■ TASK PROMPT
Can you copy out the records below, from the line containing "Point out every instance of the batting" through the end of the records, keeping every line but shifting each coordinate in the answers up by 102?

— BEGIN —

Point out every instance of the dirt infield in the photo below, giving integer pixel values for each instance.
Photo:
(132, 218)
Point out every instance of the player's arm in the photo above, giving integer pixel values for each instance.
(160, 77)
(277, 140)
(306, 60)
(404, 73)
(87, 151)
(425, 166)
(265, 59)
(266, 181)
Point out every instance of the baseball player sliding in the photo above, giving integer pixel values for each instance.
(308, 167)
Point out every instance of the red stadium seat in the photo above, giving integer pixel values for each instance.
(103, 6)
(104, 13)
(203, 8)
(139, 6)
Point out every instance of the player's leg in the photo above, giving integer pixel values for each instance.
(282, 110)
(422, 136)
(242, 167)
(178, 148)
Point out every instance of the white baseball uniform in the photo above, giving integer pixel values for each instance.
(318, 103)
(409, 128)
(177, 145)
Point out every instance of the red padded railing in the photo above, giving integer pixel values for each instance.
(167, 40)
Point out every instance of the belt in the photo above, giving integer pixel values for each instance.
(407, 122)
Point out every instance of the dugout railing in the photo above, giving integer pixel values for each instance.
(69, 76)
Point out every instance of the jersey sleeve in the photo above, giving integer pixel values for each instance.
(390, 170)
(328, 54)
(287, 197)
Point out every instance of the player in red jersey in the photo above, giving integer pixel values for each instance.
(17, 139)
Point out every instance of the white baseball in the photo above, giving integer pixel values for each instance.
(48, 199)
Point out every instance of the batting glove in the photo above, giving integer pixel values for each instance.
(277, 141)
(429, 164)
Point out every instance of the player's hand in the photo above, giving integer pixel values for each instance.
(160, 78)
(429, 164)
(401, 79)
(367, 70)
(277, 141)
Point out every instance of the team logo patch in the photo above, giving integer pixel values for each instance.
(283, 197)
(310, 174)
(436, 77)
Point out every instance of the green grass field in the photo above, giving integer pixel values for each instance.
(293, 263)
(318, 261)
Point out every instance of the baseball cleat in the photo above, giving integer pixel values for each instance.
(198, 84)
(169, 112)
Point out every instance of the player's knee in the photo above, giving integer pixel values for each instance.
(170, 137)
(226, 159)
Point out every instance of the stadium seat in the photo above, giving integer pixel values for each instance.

— END —

■ OUTPUT BELOW
Point out every instance of the batting glove in the photo above, giving integer pixel values for each instance.
(379, 243)
(531, 266)
Point out every instance of the player's hand in the photo above, giving integer pixel values for each instance.
(262, 180)
(531, 266)
(503, 181)
(469, 172)
(379, 243)
Point out every instance of the team logo patch in the photo above, giving integer pixel values for each instance.
(385, 299)
(412, 276)
(538, 179)
Point out every instance of the green grass field in the photo above, giving integer pixel values for each instance.
(395, 365)
(420, 363)
Point out every instance of the baseball cleat in the photo above, giving integer pixel values for each instance.
(300, 186)
(271, 214)
Point out every instance of the player's knee in the photo above, giving integer pixel values for each instance.
(272, 239)
(328, 261)
Point out every instance of the stadium seat in the photo above, giving integer pixel values for each instance.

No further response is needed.